(Stored records)
/---

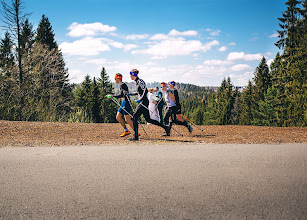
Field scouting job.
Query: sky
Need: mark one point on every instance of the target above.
(189, 41)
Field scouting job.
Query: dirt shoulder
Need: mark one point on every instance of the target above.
(65, 134)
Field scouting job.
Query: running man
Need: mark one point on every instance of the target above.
(160, 104)
(142, 107)
(173, 107)
(124, 95)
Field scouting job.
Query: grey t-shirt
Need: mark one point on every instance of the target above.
(169, 101)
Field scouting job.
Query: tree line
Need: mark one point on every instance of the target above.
(276, 96)
(34, 83)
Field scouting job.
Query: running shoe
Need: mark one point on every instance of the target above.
(133, 139)
(125, 133)
(190, 129)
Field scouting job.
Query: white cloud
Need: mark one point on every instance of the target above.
(126, 47)
(184, 33)
(240, 67)
(242, 56)
(92, 29)
(215, 33)
(98, 62)
(274, 35)
(217, 62)
(84, 47)
(137, 36)
(268, 53)
(269, 62)
(117, 44)
(209, 45)
(76, 75)
(175, 47)
(222, 49)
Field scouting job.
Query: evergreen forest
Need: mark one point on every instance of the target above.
(34, 84)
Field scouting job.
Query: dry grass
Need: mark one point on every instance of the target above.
(65, 134)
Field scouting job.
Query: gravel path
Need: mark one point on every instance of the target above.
(204, 181)
(59, 134)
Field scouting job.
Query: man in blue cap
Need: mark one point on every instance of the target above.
(142, 107)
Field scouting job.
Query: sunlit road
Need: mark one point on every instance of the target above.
(154, 182)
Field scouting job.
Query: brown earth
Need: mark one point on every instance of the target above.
(65, 134)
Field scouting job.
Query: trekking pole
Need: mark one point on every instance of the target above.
(193, 124)
(128, 114)
(132, 116)
(152, 112)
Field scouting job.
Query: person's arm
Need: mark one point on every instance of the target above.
(142, 89)
(176, 95)
(171, 94)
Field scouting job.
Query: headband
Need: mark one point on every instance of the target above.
(172, 83)
(133, 74)
(119, 77)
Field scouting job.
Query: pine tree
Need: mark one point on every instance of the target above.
(235, 111)
(27, 37)
(262, 80)
(44, 33)
(224, 103)
(289, 21)
(95, 99)
(246, 115)
(107, 108)
(6, 55)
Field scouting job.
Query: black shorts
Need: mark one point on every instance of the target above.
(178, 109)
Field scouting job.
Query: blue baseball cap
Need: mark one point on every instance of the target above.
(172, 83)
(134, 72)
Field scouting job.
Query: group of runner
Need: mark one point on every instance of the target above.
(150, 106)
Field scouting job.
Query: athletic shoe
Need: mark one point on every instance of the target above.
(190, 129)
(125, 133)
(133, 139)
(165, 134)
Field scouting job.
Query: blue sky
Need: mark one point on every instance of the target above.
(189, 41)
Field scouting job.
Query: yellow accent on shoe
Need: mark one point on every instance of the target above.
(125, 133)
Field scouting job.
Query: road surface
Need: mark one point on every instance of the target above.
(154, 182)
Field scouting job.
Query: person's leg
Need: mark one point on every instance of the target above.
(149, 120)
(180, 117)
(119, 118)
(160, 108)
(129, 121)
(167, 115)
(137, 113)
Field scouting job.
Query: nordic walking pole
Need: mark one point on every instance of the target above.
(132, 116)
(152, 112)
(128, 114)
(193, 124)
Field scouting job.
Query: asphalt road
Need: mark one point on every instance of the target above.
(154, 182)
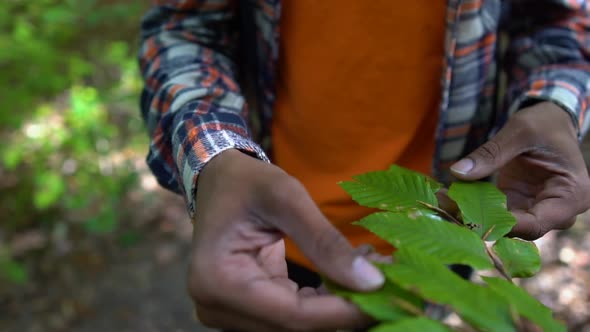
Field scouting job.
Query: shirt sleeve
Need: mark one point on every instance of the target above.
(191, 102)
(548, 56)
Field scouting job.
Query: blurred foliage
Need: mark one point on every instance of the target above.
(68, 121)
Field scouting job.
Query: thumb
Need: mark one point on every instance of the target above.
(488, 158)
(326, 247)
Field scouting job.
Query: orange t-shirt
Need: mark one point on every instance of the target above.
(358, 90)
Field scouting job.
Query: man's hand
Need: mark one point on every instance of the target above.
(541, 169)
(238, 275)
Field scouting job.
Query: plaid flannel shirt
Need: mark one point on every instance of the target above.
(193, 52)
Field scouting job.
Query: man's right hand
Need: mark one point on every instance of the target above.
(238, 275)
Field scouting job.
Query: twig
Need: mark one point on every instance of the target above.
(443, 212)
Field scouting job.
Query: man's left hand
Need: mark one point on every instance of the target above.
(541, 169)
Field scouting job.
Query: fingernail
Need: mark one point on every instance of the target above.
(366, 274)
(463, 166)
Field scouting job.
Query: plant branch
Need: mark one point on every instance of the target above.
(442, 212)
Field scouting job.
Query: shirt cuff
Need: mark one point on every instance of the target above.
(199, 154)
(558, 93)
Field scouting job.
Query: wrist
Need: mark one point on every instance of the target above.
(562, 116)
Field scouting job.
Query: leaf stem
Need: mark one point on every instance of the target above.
(442, 212)
(498, 264)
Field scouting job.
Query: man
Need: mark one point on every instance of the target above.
(348, 87)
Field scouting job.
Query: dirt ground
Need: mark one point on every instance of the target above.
(135, 280)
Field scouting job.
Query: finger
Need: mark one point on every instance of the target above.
(491, 156)
(308, 292)
(319, 240)
(547, 215)
(263, 300)
(231, 320)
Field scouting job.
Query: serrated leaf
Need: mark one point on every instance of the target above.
(449, 243)
(426, 276)
(392, 190)
(420, 324)
(521, 259)
(384, 304)
(483, 208)
(526, 305)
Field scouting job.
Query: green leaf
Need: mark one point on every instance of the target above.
(384, 304)
(420, 324)
(427, 277)
(526, 305)
(416, 229)
(105, 222)
(13, 271)
(483, 208)
(50, 187)
(521, 259)
(393, 190)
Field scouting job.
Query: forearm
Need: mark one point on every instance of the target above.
(191, 102)
(548, 60)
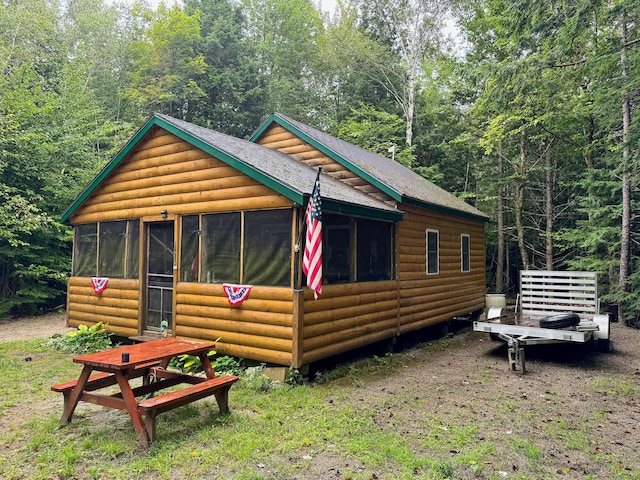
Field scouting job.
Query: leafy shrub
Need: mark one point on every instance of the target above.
(83, 340)
(227, 365)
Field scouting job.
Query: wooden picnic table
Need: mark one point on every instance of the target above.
(148, 360)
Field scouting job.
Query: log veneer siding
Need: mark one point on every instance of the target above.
(260, 328)
(166, 173)
(429, 299)
(275, 324)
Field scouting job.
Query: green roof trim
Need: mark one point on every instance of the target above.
(327, 151)
(407, 197)
(192, 138)
(107, 170)
(232, 161)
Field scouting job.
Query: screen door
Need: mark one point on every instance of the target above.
(160, 261)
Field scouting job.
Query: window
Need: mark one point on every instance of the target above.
(370, 260)
(111, 249)
(432, 252)
(133, 249)
(267, 248)
(374, 250)
(107, 249)
(85, 250)
(221, 236)
(189, 248)
(336, 248)
(465, 251)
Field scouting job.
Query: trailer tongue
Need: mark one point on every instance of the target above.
(552, 307)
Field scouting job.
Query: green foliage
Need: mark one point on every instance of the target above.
(189, 363)
(377, 131)
(226, 365)
(83, 340)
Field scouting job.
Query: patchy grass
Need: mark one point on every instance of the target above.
(442, 410)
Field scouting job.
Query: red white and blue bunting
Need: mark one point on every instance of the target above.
(236, 294)
(99, 284)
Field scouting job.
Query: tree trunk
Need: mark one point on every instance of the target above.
(549, 208)
(626, 188)
(519, 204)
(500, 219)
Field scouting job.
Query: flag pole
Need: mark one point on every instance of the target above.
(297, 246)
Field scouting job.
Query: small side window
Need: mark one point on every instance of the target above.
(465, 252)
(433, 252)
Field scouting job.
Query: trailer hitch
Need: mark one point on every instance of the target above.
(515, 353)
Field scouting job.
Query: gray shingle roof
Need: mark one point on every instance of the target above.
(293, 176)
(390, 176)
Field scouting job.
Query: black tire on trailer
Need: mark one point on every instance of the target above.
(560, 321)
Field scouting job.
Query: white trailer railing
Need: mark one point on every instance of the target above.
(546, 297)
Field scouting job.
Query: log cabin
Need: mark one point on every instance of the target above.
(193, 233)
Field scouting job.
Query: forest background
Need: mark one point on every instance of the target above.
(526, 109)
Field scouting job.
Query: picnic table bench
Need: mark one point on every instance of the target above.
(147, 360)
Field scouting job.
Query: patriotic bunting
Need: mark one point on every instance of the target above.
(99, 284)
(236, 293)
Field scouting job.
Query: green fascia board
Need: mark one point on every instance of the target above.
(294, 196)
(327, 151)
(441, 209)
(107, 170)
(350, 166)
(196, 142)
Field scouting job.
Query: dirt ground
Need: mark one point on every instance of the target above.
(30, 328)
(569, 394)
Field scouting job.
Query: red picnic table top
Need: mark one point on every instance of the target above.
(148, 360)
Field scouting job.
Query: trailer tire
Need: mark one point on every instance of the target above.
(560, 321)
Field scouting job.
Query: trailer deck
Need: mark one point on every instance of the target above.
(546, 295)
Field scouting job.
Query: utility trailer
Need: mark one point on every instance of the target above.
(552, 307)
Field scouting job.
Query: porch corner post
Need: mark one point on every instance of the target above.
(297, 353)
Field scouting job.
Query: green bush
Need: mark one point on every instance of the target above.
(83, 340)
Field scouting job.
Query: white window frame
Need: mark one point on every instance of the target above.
(462, 253)
(437, 252)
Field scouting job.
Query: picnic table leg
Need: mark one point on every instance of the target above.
(206, 365)
(222, 397)
(132, 408)
(72, 398)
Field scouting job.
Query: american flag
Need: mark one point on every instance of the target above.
(312, 260)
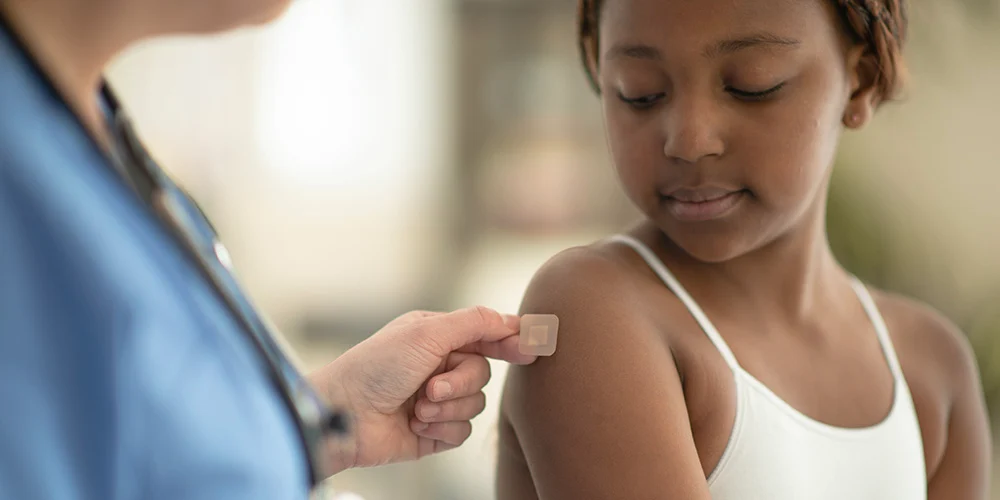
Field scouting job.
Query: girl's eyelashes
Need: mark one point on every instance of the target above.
(647, 101)
(642, 101)
(755, 96)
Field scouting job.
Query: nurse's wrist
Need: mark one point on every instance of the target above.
(329, 382)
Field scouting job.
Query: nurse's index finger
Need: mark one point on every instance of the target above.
(455, 330)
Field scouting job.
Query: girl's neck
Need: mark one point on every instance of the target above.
(795, 276)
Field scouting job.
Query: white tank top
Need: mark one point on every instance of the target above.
(776, 452)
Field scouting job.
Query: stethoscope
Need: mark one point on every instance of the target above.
(318, 425)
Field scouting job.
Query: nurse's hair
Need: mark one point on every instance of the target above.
(879, 24)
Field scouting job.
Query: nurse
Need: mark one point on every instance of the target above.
(131, 364)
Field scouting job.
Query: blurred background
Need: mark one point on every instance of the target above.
(365, 158)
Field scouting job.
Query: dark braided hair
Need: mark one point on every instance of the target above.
(879, 24)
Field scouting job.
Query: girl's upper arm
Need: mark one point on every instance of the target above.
(965, 468)
(605, 416)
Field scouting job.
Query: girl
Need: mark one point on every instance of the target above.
(718, 350)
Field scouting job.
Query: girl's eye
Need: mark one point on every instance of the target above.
(641, 102)
(747, 95)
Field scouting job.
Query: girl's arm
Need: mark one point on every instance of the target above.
(605, 417)
(965, 468)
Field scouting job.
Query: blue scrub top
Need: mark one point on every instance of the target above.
(122, 373)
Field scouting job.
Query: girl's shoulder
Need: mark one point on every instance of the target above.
(941, 372)
(926, 341)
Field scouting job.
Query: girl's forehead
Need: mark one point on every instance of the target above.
(685, 21)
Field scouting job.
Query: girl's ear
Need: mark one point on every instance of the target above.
(863, 72)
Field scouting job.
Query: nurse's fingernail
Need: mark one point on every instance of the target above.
(442, 390)
(512, 321)
(430, 411)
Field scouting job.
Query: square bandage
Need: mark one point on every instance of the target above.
(538, 334)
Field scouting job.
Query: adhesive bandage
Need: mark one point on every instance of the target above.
(538, 334)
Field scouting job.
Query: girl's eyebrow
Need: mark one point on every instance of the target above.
(724, 47)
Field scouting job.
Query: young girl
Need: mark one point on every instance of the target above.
(718, 350)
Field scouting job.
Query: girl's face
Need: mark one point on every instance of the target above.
(723, 116)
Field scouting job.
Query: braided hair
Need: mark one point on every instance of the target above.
(879, 24)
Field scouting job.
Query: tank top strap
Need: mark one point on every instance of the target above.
(675, 286)
(878, 322)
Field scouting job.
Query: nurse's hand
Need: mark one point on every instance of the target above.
(412, 388)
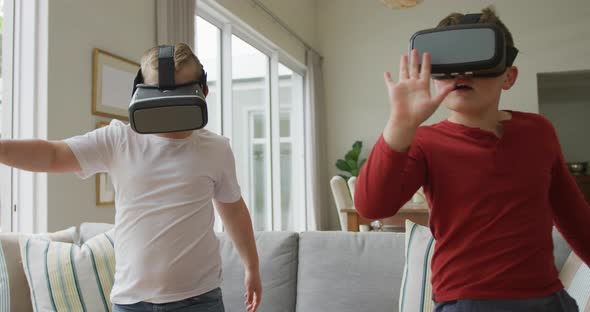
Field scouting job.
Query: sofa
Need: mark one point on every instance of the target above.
(320, 271)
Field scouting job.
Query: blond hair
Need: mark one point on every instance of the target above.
(183, 56)
(488, 16)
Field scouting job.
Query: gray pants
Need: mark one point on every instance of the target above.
(557, 302)
(208, 302)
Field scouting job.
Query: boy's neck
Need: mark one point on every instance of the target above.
(484, 120)
(175, 135)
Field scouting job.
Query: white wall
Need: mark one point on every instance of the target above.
(125, 28)
(360, 39)
(566, 103)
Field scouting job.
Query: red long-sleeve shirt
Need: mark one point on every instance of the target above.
(493, 203)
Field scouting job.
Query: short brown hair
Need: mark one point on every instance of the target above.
(488, 17)
(183, 55)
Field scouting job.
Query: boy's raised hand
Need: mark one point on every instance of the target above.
(253, 293)
(410, 98)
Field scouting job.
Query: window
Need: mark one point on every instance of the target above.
(1, 106)
(257, 101)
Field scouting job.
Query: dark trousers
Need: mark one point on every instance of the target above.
(557, 302)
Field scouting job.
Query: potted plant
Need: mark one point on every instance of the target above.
(351, 164)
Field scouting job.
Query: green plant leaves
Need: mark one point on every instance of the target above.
(343, 165)
(351, 163)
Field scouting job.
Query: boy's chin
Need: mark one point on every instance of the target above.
(463, 107)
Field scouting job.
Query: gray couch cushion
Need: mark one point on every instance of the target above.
(341, 271)
(277, 252)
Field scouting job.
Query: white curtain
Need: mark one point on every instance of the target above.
(317, 179)
(175, 20)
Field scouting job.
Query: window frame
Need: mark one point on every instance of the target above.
(230, 25)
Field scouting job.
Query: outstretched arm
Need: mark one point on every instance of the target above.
(38, 155)
(237, 222)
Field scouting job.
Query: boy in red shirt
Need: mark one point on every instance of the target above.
(495, 180)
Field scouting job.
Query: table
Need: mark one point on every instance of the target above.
(417, 213)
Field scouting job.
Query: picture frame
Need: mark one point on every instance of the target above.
(105, 191)
(112, 82)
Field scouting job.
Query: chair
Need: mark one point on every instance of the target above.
(343, 196)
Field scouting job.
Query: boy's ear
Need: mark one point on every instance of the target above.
(510, 78)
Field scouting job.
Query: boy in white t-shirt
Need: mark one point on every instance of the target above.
(167, 254)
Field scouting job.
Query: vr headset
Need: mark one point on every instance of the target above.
(168, 107)
(469, 48)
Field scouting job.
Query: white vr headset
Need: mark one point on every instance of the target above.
(168, 107)
(469, 48)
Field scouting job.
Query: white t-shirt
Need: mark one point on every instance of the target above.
(165, 246)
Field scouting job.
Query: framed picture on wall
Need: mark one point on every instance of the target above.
(105, 192)
(112, 82)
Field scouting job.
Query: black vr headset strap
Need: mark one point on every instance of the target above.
(511, 52)
(470, 18)
(138, 80)
(166, 67)
(203, 82)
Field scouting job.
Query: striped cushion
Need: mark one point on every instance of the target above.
(416, 290)
(68, 277)
(14, 291)
(575, 276)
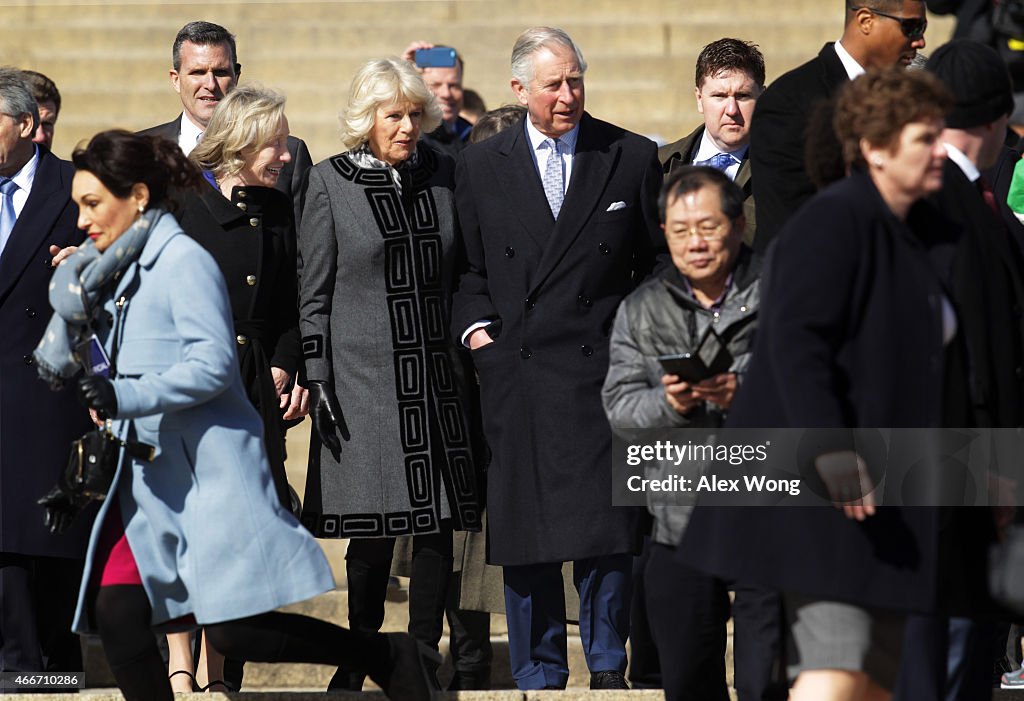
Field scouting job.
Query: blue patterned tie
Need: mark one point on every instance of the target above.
(719, 162)
(7, 218)
(554, 186)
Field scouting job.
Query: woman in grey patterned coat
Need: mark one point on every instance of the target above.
(377, 249)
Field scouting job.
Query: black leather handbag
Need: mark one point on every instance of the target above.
(91, 465)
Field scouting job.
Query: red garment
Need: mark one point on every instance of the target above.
(114, 561)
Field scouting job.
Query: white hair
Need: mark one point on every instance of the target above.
(531, 41)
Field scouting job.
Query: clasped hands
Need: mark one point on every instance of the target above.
(325, 410)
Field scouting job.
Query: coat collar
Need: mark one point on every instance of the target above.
(165, 228)
(592, 166)
(47, 200)
(745, 272)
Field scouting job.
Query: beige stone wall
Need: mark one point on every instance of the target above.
(111, 59)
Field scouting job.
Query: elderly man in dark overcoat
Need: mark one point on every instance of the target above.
(559, 221)
(39, 571)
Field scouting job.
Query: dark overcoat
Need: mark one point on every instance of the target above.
(555, 288)
(252, 237)
(850, 336)
(36, 425)
(294, 175)
(778, 129)
(987, 282)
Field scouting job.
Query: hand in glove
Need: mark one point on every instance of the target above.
(326, 412)
(60, 510)
(97, 393)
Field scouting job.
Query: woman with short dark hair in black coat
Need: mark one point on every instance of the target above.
(856, 332)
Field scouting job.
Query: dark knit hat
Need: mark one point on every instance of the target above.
(979, 80)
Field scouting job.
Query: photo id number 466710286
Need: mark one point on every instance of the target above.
(13, 681)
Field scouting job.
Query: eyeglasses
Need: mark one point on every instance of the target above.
(912, 28)
(708, 232)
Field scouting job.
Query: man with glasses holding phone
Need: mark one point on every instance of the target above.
(441, 68)
(712, 290)
(38, 569)
(878, 34)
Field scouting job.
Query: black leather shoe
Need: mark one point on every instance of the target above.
(607, 680)
(411, 673)
(470, 681)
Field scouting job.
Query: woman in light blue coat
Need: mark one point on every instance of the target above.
(193, 532)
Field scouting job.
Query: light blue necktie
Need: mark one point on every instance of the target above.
(720, 162)
(554, 185)
(7, 218)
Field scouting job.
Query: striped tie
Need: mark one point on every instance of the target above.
(554, 185)
(719, 162)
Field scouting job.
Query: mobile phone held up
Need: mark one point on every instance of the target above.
(437, 57)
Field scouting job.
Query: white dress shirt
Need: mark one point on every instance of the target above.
(188, 135)
(541, 151)
(853, 69)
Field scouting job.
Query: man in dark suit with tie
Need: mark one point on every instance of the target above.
(559, 221)
(206, 69)
(730, 77)
(39, 571)
(878, 34)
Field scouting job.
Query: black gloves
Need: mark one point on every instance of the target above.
(60, 510)
(97, 393)
(326, 412)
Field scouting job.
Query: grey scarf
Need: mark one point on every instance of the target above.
(78, 289)
(364, 158)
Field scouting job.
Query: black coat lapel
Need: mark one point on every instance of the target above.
(592, 166)
(515, 170)
(28, 241)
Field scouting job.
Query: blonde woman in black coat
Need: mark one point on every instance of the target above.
(248, 227)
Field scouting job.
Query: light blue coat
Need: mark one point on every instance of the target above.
(204, 523)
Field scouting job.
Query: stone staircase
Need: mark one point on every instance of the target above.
(111, 59)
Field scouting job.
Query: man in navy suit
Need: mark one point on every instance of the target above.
(877, 34)
(39, 571)
(559, 220)
(206, 69)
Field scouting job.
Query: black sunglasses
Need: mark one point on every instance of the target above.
(912, 28)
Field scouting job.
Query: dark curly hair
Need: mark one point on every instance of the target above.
(730, 54)
(877, 105)
(120, 159)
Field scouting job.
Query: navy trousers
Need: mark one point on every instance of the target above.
(535, 607)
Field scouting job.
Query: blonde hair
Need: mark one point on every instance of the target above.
(384, 81)
(246, 120)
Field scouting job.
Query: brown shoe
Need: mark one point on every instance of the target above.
(607, 680)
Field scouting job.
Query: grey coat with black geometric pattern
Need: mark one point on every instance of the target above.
(376, 276)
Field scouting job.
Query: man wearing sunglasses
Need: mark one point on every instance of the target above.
(878, 34)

\---

▸ Work to be completed: An exact printout of the entries is wanted, covering the first line through the line holding "Query: running man", with pictures kept out of it.

▸ Result of the exercise:
Field scouting job.
Query: sky
Need: mark one point on every instance of the target above.
(189, 41)
Field scouting job.
Query: dirt shoulder
Need: mark one point on every instance of the target above.
(65, 134)
Field scouting job.
Query: running man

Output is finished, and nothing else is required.